Written request A.
In the column on NHL playoff fighting, which Blackhawk and which King went at it?

Text section.

* * * * * * * * *

Good to see that there still is some fight in the NHL, even in the postseason.

However, for how long is in doubt.

Sorry to say, pacifists, I'm still a fan of hockey fisticuffs. Imagine then my appreciation when after nearly six periods of the Western Conference finals, a Blackhawk and a King wrestled each other to the ice.

The playoffs essentially are a fight-free zone. Can't help the team by sitting in the penalty box or serving a suspension and all that conventional blah-blah-blah.

So when the Hawks' Michal Rozsival and Kings' Colin Fraser went at it … with an undercard of Jonathan Toews and Kyle Clifford locked in a clutch … and goalie Corey Crawford coming to Toews' defense …

Yippee!

By NHL standards this was a minor altercation. Still, the hostility was encouraging in a series that figures to become more acrimonious upon resumption Tuesday night in Los Angeles with the desperate Kings trailing 0-2 in games.

Look, I'm a wimp. I flex my machismo vicariously through the fists of athletes, which is becoming more and more difficult in this era of sports wussification.

* * * * * * * * *

Written request B.
Find every line in the records below that contains the word "pencil" and copy each of those lines. Case counts when matching.

Exercise input.

* * * * * * * * *

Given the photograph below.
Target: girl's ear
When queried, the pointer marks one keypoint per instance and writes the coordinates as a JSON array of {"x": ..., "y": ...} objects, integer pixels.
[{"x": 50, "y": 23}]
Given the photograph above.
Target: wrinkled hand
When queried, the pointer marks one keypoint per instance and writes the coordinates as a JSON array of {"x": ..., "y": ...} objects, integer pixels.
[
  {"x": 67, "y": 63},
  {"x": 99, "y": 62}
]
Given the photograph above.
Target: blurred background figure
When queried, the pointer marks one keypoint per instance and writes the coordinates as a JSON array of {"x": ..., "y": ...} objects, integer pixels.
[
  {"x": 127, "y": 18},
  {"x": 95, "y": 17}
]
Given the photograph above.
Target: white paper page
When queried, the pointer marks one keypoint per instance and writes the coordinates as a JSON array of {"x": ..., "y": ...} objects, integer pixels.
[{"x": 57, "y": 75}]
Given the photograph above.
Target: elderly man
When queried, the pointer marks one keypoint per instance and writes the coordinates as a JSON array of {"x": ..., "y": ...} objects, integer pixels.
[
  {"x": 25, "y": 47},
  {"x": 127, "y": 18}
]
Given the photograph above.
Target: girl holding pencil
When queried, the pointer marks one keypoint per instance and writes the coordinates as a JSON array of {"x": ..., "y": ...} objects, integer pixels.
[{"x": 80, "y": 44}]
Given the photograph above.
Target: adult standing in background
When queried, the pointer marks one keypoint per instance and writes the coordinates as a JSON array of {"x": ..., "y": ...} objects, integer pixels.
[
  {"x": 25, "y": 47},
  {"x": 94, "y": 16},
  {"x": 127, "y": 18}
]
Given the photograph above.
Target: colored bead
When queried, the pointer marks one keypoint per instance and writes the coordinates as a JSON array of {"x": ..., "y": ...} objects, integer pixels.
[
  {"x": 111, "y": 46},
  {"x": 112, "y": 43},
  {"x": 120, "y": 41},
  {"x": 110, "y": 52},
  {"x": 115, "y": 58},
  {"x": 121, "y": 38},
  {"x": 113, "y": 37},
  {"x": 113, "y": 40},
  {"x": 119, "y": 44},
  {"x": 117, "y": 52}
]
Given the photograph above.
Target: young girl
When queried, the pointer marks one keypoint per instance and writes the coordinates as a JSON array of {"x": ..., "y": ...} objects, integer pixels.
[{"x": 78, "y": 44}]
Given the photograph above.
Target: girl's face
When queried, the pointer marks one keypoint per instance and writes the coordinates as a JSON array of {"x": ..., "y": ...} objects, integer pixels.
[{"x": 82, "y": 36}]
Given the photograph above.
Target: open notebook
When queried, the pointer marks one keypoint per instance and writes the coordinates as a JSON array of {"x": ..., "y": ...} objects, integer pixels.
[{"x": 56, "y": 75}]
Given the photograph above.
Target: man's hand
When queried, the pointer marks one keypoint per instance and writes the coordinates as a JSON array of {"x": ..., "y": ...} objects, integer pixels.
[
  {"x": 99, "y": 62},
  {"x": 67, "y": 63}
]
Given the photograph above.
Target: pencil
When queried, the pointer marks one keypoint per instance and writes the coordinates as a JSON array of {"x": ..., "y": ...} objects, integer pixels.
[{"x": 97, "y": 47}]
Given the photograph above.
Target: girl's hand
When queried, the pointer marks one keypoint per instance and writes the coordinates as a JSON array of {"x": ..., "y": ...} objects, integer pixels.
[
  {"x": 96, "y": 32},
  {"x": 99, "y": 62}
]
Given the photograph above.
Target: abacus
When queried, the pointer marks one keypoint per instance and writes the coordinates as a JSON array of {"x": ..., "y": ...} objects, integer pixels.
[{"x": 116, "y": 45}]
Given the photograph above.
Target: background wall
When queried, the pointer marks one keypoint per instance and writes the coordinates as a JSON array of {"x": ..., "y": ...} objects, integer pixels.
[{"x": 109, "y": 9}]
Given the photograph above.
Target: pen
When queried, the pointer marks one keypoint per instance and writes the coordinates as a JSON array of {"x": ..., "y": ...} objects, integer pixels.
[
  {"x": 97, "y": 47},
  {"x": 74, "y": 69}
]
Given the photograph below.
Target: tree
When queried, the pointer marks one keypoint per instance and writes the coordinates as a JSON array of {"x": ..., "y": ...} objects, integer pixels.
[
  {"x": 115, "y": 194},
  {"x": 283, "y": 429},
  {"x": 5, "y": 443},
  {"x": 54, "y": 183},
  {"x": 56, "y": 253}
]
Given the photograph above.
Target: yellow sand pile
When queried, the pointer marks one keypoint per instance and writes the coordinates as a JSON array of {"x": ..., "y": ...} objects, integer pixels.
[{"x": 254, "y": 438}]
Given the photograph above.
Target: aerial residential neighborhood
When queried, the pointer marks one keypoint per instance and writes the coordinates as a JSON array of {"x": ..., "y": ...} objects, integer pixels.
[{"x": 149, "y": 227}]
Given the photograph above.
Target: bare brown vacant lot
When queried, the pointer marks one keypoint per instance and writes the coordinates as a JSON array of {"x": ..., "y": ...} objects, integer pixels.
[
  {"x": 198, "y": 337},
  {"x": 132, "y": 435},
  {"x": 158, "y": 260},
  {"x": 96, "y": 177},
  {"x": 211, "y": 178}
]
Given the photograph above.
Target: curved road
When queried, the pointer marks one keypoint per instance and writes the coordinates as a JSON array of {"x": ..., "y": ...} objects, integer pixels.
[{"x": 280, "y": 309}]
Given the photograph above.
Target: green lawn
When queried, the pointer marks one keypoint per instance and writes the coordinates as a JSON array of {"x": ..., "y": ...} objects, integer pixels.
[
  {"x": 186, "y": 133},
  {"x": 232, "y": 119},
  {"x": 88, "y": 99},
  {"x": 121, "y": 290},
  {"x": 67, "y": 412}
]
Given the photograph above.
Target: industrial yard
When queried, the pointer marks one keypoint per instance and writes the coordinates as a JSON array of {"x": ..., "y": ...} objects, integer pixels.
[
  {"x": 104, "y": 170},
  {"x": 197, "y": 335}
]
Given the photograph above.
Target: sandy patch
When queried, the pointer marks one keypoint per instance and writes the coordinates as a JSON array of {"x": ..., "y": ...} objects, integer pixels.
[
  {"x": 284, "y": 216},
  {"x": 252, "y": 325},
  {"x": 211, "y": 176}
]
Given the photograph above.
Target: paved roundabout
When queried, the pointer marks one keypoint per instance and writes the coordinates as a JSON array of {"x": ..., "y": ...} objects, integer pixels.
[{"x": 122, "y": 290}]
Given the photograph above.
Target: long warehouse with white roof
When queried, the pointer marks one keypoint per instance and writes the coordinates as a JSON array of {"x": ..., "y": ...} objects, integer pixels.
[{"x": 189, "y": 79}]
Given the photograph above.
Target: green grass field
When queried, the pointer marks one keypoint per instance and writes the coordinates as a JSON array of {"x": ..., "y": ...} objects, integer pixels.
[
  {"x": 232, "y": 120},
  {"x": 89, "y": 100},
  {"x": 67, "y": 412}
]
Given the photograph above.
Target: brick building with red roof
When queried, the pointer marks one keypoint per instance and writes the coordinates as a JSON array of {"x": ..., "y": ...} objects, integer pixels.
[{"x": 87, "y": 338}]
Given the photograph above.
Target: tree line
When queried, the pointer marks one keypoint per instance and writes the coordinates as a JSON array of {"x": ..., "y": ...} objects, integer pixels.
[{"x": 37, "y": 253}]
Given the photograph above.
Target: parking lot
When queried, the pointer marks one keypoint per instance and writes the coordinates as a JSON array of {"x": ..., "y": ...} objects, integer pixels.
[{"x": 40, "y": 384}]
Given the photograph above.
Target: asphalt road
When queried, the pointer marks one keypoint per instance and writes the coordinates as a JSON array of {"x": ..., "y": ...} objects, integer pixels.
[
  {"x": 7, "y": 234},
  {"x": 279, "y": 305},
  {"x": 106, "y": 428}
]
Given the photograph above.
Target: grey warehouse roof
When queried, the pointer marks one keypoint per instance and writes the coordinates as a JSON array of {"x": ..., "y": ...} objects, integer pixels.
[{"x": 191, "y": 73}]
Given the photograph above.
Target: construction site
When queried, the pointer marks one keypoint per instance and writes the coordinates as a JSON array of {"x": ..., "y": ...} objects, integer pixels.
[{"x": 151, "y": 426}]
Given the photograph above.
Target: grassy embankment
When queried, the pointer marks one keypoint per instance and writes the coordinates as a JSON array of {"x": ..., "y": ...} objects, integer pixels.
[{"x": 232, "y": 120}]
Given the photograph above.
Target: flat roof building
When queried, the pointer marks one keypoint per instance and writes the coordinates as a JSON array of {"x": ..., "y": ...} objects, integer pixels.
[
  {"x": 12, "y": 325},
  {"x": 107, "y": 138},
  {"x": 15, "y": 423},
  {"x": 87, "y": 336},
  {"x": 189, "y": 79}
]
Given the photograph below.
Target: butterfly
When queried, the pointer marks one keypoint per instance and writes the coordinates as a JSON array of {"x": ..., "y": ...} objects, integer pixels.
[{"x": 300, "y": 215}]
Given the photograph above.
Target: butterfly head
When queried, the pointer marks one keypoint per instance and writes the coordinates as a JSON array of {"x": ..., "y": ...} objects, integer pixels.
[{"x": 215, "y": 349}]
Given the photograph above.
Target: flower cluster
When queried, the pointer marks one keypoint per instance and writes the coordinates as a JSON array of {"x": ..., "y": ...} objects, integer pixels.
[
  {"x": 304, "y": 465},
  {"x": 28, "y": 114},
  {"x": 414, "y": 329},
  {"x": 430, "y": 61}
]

* * * * * * * * *

Full answer A.
Michal Rozsival of the Hawks and Colin Fraser of the Kings.

Full answer B.
Target: girl holding pencil
Target: pencil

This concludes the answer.